◆ What the task asks ◆
Using the word "below" as the filter, copy each matching line from the records.

(Saved data entries)

_ _ _ _ _

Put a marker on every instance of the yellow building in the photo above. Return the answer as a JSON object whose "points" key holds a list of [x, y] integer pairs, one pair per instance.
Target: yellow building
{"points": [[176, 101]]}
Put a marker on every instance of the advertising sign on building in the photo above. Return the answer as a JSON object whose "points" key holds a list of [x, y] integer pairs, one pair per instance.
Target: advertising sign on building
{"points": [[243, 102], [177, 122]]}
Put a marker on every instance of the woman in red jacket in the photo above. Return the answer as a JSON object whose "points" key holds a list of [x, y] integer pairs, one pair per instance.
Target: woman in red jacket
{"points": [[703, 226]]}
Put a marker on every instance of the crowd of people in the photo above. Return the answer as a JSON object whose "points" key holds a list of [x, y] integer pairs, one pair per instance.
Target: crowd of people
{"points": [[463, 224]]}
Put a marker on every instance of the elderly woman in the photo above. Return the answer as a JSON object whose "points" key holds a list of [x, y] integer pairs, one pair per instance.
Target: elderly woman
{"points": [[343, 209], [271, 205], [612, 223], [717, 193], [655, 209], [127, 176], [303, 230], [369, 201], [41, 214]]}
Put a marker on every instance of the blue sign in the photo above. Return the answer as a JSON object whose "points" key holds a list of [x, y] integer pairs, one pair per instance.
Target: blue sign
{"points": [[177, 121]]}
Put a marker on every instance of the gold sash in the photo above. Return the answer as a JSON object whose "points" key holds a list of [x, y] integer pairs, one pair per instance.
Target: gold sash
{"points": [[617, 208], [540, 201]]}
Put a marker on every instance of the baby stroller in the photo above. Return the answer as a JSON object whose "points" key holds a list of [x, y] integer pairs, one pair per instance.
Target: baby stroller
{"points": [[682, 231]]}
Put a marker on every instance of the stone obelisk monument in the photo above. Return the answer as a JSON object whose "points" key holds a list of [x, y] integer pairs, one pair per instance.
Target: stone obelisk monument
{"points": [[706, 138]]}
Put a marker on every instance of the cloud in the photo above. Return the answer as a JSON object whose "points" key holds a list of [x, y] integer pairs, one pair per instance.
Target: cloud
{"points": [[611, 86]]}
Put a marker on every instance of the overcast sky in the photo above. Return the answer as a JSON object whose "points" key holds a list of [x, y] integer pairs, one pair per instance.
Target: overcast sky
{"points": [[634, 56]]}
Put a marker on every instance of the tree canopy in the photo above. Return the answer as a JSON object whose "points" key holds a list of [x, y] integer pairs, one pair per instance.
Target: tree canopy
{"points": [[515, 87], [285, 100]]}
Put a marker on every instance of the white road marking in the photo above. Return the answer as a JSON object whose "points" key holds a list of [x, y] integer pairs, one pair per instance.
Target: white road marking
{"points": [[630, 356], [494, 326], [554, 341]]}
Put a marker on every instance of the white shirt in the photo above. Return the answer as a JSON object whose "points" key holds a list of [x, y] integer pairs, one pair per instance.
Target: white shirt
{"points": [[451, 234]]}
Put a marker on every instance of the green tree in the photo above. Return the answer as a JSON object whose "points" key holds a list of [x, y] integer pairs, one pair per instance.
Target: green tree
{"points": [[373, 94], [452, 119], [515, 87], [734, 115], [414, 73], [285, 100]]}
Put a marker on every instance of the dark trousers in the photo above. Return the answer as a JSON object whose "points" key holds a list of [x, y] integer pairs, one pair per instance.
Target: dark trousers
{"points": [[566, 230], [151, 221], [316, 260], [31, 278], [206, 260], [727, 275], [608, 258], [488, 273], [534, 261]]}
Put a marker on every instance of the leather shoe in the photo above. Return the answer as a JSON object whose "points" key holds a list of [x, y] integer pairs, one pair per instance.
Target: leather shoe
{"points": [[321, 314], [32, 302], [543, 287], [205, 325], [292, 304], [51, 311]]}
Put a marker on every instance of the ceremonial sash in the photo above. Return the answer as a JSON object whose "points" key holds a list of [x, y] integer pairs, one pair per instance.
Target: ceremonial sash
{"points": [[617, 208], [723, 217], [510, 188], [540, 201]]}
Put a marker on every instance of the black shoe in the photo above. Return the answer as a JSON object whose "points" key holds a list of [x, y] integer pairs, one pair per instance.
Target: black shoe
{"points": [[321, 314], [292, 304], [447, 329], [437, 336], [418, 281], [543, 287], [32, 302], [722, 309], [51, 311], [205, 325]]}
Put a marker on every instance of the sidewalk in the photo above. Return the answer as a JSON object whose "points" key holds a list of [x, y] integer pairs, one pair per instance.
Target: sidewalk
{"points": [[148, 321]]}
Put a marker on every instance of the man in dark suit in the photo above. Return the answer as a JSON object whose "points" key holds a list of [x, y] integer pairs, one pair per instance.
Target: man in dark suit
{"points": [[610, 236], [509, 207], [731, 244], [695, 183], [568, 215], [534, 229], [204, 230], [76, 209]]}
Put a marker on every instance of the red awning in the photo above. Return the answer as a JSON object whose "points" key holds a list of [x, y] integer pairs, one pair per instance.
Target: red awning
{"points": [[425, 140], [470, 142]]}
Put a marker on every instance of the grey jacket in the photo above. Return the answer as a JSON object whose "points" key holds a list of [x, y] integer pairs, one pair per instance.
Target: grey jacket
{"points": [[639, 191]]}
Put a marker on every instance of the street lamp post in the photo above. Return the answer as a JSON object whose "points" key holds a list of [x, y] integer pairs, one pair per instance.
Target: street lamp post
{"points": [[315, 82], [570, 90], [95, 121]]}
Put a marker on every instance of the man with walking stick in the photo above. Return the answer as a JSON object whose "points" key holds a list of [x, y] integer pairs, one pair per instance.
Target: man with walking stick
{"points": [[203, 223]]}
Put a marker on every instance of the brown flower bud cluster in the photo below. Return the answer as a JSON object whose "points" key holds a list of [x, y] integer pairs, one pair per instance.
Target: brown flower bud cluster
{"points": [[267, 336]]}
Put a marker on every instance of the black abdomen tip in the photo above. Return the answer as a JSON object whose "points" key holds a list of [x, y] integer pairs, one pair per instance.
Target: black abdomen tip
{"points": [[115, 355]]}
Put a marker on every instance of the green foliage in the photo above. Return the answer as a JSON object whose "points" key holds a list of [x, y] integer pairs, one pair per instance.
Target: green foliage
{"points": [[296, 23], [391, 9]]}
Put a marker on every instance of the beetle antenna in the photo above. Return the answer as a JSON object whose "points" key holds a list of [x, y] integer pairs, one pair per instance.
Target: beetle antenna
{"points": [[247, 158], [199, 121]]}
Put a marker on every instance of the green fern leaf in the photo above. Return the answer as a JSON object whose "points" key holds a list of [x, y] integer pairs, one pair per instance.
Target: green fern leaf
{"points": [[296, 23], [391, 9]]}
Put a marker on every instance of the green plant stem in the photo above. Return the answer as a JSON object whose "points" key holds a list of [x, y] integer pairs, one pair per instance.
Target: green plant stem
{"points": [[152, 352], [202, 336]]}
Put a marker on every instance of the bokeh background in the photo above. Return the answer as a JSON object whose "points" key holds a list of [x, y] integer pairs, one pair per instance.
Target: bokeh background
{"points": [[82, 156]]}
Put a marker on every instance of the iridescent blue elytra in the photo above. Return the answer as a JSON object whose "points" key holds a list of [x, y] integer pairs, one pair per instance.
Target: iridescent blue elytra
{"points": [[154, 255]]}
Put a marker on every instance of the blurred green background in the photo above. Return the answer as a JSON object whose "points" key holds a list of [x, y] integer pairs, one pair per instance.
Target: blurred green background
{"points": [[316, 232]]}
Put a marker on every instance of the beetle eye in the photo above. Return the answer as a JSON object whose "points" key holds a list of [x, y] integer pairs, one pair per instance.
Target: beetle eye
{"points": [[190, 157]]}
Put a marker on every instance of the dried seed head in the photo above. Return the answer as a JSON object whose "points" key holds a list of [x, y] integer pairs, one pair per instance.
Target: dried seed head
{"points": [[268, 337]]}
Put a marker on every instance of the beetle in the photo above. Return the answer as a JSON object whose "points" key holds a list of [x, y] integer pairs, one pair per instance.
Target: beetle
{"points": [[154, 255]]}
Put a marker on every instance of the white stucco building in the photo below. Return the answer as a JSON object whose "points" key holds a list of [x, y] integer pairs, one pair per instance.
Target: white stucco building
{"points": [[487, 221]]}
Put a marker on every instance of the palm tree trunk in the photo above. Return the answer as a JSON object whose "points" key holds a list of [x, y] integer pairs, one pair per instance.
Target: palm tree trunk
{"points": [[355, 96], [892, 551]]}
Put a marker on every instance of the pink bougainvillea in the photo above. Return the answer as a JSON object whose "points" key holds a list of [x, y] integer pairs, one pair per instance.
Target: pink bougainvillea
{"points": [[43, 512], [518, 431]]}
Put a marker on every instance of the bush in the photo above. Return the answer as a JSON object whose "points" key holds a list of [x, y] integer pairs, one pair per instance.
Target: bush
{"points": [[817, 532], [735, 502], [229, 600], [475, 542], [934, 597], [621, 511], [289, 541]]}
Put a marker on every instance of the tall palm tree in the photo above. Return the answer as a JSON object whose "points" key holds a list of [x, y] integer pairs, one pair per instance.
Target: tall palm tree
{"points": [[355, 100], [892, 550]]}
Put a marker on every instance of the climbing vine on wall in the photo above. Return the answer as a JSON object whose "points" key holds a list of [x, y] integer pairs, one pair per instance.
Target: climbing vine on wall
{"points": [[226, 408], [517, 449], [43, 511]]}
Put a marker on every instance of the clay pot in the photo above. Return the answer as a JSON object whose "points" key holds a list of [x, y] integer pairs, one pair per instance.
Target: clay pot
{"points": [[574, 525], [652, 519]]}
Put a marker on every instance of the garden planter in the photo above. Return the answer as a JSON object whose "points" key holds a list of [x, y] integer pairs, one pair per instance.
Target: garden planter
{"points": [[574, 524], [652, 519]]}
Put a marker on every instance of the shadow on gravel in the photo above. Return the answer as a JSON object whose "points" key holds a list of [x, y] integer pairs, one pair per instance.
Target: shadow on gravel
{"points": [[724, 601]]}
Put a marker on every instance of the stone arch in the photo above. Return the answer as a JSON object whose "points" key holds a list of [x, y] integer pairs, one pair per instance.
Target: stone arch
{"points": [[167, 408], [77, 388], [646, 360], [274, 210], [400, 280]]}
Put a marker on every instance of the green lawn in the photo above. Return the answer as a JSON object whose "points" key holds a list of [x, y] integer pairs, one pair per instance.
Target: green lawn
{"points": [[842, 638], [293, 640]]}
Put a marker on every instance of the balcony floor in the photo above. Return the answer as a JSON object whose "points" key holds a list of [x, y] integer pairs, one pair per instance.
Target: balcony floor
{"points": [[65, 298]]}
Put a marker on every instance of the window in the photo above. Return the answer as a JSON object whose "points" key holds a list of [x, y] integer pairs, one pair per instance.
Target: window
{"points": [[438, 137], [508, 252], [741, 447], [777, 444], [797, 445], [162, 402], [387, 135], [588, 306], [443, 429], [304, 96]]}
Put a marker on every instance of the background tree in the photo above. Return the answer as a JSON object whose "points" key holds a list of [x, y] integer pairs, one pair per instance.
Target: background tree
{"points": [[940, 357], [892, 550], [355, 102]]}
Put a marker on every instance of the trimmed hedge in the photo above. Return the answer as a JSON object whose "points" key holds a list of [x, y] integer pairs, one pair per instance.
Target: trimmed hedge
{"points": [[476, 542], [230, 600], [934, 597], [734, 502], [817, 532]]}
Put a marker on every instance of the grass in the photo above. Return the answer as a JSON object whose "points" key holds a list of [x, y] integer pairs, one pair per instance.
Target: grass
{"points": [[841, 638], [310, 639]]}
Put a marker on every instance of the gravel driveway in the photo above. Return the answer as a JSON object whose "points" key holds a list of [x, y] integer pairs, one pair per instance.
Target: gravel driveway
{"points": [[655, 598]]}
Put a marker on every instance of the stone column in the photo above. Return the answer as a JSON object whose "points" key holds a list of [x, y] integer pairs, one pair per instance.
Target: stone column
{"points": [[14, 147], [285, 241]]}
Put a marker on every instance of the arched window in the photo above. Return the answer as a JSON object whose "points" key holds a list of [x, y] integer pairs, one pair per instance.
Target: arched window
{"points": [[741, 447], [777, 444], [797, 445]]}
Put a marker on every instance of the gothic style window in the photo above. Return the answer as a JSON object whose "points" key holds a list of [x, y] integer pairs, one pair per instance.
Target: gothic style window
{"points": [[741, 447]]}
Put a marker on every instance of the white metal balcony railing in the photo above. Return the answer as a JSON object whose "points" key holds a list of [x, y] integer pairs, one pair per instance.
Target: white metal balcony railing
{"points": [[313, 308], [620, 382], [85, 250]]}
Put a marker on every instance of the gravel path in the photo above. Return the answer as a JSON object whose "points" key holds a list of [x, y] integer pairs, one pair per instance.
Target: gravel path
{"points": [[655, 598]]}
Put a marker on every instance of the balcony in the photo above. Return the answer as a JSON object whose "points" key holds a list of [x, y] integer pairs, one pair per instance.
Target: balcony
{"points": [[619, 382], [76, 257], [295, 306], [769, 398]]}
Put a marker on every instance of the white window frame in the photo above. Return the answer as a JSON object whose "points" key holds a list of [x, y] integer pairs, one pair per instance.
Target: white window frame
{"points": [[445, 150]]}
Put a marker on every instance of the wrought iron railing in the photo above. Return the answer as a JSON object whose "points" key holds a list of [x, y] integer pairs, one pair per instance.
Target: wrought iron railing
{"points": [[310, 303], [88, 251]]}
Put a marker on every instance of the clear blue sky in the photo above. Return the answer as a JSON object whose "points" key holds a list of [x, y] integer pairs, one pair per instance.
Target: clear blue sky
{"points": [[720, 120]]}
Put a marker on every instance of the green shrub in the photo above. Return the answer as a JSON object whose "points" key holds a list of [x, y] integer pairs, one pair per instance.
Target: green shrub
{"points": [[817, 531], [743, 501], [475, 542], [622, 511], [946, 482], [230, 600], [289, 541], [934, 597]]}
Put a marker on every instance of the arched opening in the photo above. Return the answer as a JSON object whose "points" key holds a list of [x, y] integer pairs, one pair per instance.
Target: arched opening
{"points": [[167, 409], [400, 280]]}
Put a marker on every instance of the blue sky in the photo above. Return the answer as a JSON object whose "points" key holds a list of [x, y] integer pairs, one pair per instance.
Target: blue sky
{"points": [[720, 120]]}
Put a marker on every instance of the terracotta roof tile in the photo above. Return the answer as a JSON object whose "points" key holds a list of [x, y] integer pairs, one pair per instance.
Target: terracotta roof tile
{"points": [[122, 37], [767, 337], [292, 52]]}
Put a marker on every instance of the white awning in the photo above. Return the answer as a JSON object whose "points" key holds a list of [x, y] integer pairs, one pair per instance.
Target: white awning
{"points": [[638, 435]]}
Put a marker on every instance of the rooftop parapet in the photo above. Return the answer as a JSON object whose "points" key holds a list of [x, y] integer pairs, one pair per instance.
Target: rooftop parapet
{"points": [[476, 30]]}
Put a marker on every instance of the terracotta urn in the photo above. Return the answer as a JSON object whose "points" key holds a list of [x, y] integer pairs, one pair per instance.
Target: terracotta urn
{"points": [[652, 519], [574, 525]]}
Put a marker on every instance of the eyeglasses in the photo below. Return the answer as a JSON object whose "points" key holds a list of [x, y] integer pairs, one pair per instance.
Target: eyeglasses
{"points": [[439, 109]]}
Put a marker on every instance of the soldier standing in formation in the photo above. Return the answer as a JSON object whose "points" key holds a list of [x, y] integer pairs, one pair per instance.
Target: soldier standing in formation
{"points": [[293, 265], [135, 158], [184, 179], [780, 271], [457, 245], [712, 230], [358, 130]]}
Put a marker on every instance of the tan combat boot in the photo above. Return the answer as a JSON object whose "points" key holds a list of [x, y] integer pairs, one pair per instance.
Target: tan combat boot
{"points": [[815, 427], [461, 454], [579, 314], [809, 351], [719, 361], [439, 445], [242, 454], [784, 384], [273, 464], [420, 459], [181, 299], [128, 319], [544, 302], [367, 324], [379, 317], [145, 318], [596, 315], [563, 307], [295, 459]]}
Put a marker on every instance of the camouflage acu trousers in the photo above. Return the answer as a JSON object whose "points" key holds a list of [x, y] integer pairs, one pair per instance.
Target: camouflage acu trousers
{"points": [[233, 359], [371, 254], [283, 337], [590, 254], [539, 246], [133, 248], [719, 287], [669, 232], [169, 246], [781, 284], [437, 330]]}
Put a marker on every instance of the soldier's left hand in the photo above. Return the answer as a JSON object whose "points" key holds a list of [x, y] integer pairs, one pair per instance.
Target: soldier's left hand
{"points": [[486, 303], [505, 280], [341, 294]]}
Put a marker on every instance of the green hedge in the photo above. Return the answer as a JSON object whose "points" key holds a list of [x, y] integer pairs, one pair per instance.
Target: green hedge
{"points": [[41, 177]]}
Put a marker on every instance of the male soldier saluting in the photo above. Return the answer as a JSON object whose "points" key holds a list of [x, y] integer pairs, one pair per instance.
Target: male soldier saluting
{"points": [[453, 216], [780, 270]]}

_ _ _ _ _

◆ Task answer ◆
Put a marker on every instance of the brown flower bud cluster in the photo below. Return the answer as a JSON object whose "points" key holds a list of [x, y] integer pairs, one pair per instance.
Put a marker on every instance of the white stucco building in the photo below. Return the answer as a JSON object whose "points" key holds a list of [x, y] integer pairs, one pair per instance.
Put a marker on every instance of the eyeglasses in the photo below. Return the answer as a JSON object whose "points" key holds a list of [x, y] integer pairs, one pair per instance.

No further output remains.